**QUOTED PASSAGE**.
--------

II. ISLAMIC PRINCIPLES DEFINING AND DETERMINING CUSTODY OF CHILDREN

Islamic law on child custody disputes is permeated with juristic opinions of scholars from different sects and schools of Islamic jurisprudence. The following details attempt to clarify Islamic principles 20 concerning child custody, which are divided into hadanah and wilayah . These two spheres do not come into direct conflict until there is a marital breakdown leading to a custody dispute.

1. Hadanah and Wilayah

Hadanah comes from the root verb hadana which means to embrace, or to hug someone but it has also been used to mean raising, bringing up or nursing a child, 21 or the office of rearing a child. 22 Terminologically, hadanah is associated with protection and care given to someone like a child who cannot act for himself/herself. 23 Because of its emotional and physical connotation, in Islamic jurisprudence it is thought to be the most suitable term encompassing the idea of custody of children. Wilayah means the guardianship of the person and property of the child. 24 Guardianship of the person means the authority to take care of a child’s personal affairs such as marriage, education, and discipline whereas guardianship of property means the authority to perform legal transactions relating to a ward’s 25 property.

Different sects and schools of Islamic jurisprudence agree that, unless disqualified, a mother has the first claim to hadanah and is considered the natural custodian of the child. This is based on Prophetic traditions, 26 which emphasize the significant affinity between a mother and child necessitating that she be given priority in the case of hadanah . Islamic jurists argued that characteristics like natural love for the child, tenderness, and kindness are more prevalent within mothers than fathers, making them better qualified to look after children in their years of infancy. 27 In the same context, jurists also agree that if the father is alive and competent under Islamic law, he is the natural guardian of both the person and property of his small children 28 and needs no formal appointment by any authority. 29

Although Islamic law tends to presume that hadanah is a female-oriented function whilst wilayah is a male function, 30 it is nowhere stated that only a woman can provide emotional and only a man can provide rational support to children. Rather Islamic law encourages both men and women to enhance their rational inclinations to the best of their abilities through practical distribution of roles between them in order to ensure the best interests of the child. What Islamic rules however essentially recognize in this role distribution of custody/guardianship is that women have an enhanced ability to nurture small children by providing deeper emotional support. The distinction between male- and female-oriented custody roles however ceases to exist when the child reaches a certain age, due to conditions no longer being the same and the demands of the best interests and welfare of the child. 31 There are however significant juristic differences concerning the order of priority for hadanah after the mother. 32 If the mother is dead or otherwise disqualified, some jurists state that custody should go to the father, others say that it should go to the maternal grandmother.

--------

**SUPPLIED ENTRIES**.
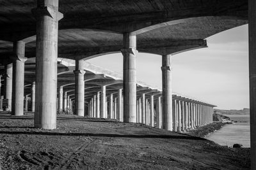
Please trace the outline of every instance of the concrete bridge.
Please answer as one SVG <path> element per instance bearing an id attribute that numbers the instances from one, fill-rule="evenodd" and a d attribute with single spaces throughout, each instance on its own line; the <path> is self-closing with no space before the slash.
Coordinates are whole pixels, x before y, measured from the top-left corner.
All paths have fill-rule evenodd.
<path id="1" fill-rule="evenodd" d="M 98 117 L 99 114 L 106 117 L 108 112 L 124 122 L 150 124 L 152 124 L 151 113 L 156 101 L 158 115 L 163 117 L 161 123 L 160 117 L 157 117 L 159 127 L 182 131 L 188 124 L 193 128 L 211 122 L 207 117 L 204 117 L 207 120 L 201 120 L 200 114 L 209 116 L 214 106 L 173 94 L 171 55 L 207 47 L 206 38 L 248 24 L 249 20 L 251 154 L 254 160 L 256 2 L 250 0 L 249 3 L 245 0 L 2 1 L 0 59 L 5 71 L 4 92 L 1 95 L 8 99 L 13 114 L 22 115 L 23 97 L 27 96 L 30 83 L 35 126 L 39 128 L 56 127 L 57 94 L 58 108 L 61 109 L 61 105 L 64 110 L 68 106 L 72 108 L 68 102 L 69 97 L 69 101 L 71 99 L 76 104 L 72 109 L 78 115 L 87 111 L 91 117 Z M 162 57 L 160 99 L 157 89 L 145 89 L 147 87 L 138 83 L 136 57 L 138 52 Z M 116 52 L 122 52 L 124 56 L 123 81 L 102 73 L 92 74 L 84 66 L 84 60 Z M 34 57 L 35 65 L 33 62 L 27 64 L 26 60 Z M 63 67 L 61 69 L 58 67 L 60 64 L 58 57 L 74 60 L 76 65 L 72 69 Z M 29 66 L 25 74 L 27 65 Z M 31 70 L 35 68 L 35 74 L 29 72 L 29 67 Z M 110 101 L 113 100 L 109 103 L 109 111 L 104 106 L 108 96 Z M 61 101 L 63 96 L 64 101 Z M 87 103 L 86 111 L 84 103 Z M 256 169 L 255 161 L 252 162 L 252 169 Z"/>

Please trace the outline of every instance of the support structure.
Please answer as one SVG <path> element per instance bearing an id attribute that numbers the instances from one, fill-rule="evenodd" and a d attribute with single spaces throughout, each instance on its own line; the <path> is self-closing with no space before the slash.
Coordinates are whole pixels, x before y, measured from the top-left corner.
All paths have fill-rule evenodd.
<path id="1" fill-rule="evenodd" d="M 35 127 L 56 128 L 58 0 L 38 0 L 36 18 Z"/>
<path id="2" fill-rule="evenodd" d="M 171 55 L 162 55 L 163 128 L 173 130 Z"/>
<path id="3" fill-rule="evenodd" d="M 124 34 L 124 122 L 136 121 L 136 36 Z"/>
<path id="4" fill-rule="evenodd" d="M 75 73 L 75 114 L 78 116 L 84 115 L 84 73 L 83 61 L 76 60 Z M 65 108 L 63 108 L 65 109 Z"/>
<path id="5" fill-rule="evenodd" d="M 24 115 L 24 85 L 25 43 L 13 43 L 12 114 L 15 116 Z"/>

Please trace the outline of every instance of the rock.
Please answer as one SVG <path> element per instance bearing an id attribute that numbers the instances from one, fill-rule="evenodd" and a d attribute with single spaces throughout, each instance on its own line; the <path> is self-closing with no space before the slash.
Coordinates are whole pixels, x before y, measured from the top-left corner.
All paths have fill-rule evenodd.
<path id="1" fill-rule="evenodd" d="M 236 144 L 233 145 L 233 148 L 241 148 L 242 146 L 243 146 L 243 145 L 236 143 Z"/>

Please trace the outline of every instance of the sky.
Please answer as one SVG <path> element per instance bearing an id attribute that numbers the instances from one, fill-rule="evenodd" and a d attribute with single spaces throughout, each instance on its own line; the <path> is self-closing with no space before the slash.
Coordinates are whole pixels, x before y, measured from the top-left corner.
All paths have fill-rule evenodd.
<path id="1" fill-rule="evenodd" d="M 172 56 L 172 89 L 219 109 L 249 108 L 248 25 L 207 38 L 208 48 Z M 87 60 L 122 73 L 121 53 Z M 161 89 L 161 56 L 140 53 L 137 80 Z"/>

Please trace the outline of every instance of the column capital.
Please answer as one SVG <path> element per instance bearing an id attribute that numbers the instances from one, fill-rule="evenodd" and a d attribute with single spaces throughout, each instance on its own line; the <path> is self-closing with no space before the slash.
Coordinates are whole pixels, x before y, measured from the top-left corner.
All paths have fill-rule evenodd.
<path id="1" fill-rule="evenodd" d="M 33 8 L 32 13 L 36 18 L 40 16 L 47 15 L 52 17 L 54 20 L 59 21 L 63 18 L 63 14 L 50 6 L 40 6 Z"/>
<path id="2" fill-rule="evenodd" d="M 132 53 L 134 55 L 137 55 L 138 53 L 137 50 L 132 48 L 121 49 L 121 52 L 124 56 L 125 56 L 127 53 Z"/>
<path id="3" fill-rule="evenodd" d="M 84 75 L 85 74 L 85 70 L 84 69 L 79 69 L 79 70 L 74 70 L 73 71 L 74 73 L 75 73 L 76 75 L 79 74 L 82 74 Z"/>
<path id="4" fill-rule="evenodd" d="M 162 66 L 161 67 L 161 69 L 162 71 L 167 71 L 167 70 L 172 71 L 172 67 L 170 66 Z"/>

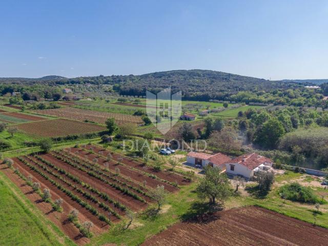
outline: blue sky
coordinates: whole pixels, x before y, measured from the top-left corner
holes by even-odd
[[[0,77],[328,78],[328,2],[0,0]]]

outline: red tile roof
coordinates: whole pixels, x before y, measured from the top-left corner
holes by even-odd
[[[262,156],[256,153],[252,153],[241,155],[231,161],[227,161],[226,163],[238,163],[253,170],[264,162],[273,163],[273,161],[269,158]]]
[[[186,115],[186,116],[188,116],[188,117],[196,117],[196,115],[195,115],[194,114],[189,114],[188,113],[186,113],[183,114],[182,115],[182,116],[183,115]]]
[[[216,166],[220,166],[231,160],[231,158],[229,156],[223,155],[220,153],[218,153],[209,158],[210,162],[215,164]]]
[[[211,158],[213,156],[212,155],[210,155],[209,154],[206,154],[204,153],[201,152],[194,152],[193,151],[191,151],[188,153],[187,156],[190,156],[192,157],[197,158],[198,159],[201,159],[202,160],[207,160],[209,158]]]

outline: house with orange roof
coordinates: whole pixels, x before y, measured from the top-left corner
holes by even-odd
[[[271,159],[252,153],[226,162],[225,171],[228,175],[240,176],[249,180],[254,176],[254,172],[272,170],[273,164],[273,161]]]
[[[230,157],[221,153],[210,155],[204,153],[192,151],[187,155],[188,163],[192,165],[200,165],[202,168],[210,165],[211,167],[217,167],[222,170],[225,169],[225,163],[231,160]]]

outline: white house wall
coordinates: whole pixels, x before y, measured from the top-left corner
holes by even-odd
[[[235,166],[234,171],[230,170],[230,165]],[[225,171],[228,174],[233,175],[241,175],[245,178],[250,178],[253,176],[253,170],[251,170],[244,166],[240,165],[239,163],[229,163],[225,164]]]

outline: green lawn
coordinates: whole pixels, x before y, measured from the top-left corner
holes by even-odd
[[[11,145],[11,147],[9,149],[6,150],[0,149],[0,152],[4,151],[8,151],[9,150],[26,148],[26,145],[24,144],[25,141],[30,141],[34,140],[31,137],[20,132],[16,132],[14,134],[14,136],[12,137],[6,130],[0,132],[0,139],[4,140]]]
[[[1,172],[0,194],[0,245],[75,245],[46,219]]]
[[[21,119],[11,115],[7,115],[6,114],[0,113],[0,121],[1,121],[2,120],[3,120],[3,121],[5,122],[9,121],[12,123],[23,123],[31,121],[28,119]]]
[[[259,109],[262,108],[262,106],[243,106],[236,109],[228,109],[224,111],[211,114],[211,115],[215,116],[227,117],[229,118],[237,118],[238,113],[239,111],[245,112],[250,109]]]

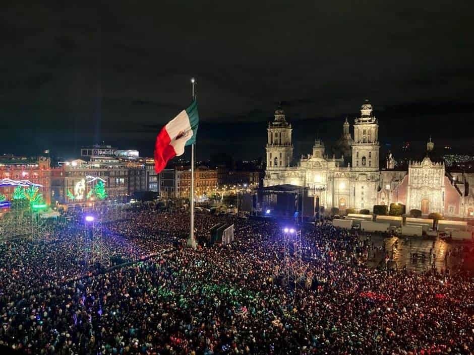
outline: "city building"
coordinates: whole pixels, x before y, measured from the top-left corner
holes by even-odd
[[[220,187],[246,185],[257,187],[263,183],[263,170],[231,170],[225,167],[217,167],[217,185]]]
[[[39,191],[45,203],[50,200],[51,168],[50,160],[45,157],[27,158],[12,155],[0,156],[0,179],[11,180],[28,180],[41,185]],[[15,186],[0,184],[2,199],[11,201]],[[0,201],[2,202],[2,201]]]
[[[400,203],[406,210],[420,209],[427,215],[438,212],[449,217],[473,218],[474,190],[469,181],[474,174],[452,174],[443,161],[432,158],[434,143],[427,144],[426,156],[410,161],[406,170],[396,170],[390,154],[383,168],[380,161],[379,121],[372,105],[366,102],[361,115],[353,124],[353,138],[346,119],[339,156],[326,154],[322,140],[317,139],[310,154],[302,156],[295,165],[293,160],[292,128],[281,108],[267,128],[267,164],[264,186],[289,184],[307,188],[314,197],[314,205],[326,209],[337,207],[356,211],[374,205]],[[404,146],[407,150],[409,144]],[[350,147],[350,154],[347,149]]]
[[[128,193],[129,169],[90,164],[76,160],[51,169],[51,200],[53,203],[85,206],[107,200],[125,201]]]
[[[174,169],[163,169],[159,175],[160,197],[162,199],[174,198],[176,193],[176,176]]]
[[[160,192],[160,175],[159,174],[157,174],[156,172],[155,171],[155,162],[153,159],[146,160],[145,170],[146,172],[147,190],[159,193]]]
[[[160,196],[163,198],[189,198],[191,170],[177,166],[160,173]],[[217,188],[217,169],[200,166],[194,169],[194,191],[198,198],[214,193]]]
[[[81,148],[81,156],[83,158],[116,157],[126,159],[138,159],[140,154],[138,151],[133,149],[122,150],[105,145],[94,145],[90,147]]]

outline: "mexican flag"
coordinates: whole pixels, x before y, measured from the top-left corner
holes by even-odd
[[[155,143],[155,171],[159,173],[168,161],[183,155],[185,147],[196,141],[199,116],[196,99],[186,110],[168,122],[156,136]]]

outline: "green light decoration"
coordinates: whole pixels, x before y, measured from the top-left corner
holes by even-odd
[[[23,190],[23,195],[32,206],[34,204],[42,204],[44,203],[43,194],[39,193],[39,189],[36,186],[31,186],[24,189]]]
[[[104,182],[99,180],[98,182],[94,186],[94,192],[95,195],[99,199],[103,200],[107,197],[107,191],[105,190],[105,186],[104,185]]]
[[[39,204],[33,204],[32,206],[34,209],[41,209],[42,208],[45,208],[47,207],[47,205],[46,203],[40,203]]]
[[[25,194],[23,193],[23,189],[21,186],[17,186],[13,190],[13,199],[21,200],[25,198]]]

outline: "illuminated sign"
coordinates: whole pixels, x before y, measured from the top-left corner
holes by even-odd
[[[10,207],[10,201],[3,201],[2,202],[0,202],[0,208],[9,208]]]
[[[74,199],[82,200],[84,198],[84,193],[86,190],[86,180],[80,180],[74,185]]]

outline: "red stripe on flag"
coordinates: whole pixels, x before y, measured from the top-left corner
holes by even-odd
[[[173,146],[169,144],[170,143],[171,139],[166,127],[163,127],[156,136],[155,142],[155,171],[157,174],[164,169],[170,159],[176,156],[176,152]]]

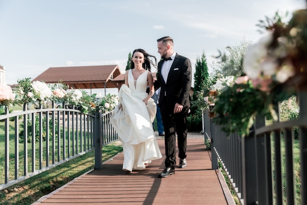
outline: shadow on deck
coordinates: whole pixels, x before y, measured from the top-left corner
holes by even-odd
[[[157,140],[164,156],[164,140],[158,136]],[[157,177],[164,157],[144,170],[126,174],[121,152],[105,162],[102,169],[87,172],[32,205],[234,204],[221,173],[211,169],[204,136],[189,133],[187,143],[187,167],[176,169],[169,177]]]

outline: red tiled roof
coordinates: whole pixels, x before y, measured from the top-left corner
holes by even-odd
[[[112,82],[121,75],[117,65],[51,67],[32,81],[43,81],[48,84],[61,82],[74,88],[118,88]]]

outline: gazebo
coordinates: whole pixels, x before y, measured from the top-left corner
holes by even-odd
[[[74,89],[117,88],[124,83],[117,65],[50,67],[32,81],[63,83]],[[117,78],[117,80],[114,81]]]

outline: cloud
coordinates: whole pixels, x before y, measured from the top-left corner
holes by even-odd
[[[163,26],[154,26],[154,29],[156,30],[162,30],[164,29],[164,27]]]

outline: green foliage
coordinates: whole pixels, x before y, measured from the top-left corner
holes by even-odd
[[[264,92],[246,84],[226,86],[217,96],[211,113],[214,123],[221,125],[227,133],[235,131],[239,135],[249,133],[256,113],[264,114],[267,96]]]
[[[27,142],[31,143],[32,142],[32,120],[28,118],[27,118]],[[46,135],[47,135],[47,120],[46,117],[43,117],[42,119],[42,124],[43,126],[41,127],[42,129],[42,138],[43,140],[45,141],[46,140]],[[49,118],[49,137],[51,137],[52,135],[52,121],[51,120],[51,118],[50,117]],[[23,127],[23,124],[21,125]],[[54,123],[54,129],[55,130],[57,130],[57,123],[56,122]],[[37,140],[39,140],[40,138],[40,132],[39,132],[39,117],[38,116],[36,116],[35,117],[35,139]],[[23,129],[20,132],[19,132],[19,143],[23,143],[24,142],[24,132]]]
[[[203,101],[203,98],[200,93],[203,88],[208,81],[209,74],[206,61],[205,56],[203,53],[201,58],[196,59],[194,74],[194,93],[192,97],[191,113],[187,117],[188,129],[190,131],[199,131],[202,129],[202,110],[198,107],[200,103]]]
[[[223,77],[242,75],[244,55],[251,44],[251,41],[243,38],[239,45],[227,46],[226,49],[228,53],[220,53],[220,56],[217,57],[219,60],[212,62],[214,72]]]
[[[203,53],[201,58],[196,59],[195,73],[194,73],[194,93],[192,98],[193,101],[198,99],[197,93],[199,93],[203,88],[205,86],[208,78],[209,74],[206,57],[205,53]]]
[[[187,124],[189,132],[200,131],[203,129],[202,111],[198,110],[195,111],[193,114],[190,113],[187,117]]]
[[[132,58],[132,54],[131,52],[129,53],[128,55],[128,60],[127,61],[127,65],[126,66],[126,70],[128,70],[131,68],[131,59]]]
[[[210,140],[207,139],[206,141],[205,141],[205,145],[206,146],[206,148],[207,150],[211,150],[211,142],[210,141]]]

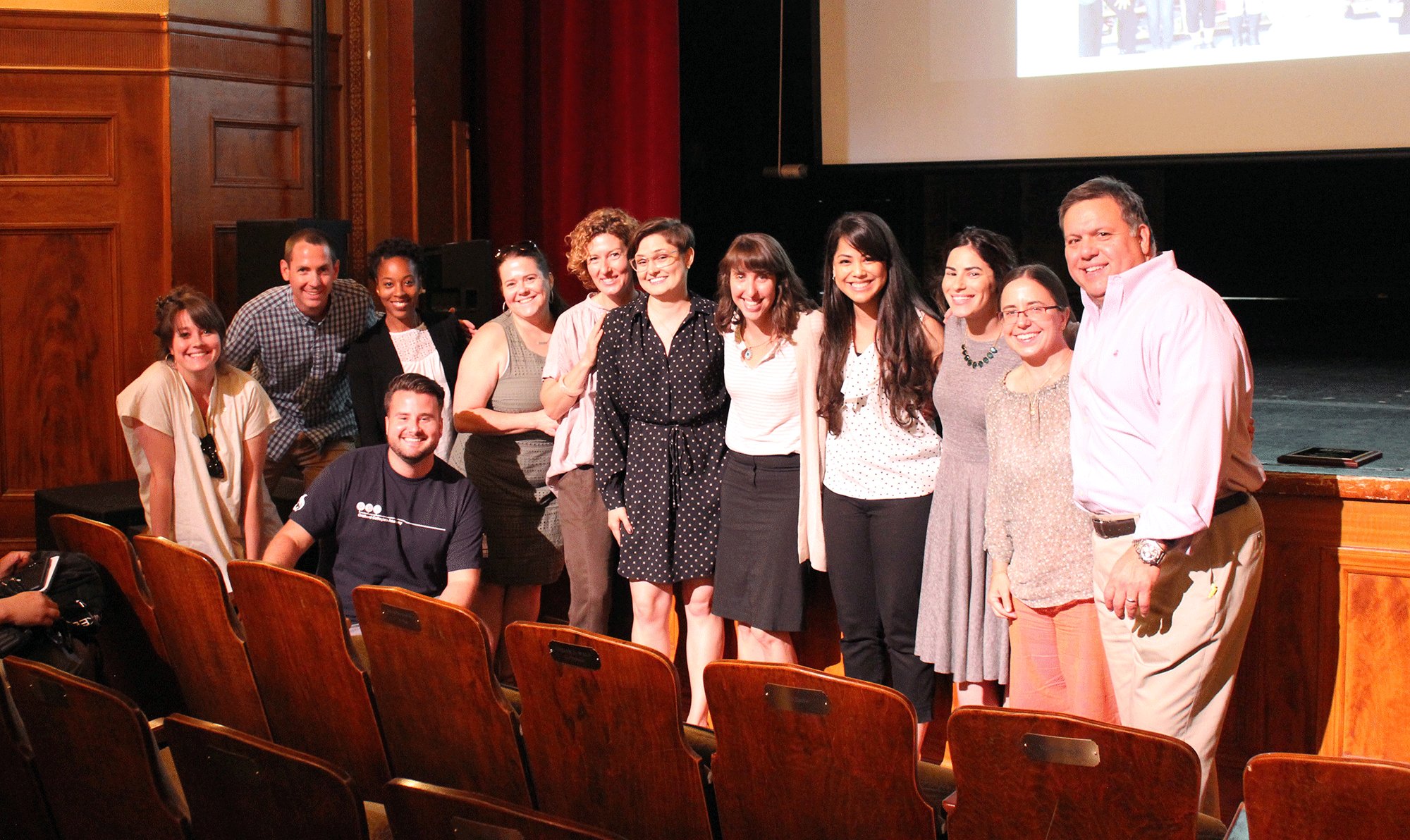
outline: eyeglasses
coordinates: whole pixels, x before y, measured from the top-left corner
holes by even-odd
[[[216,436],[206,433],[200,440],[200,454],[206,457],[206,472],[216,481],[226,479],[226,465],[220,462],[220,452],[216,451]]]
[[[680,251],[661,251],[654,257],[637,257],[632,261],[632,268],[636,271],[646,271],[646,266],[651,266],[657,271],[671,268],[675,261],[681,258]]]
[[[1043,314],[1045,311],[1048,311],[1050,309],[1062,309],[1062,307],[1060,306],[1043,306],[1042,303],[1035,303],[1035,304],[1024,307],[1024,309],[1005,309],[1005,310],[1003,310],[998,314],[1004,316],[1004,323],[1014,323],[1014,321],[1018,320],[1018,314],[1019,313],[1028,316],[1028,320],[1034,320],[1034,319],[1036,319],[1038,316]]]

--------

**EXERCISE INSTRUCTIONS**.
**A)** In the text on Islamic child custody, rewrite the paragraph beginning "Different sects and schools of Islamic jurisprudence agree" in a shorter form, keeping its main facts.
**B)** Copy word for word the portion of the text on Islamic child custody from "Hadanah comes from" to "ward’s 25 property.".

**ANSWERS FOR THIS EXERCISE**.
**A)** The various sects and schools of Islamic jurisprudence agree that a mother, unless disqualified, has the first claim to hadanah as the child's natural custodian. This rests on Prophetic traditions stressing the close bond between mother and child. Jurists held that natural love, tenderness, and kindness are more prevalent in mothers than in fathers, which makes mothers better suited to care for children in infancy. Jurists likewise agree that a living father who is competent under Islamic law is the natural guardian of his young children's person and property and needs no formal appointment by any authority.

**B)**
Hadanah comes from the root verb hadana which means to embrace, or to hug someone but it has also been used to mean raising, bringing up or nursing a child, 21 or the office of rearing a child. 22 Terminologically, hadanah is associated with protection and care given to someone like a child who cannot act for himself/herself. 23 Because of its emotional and physical connotation, in Islamic jurisprudence it is thought to be the most suitable term encompassing the idea of custody of children. Wilayah means the guardianship of the person and property of the child. 24 Guardianship of the person means the authority to take care of a child’s personal affairs such as marriage, education, and discipline whereas guardianship of property means the authority to perform legal transactions relating to a ward’s 25 property.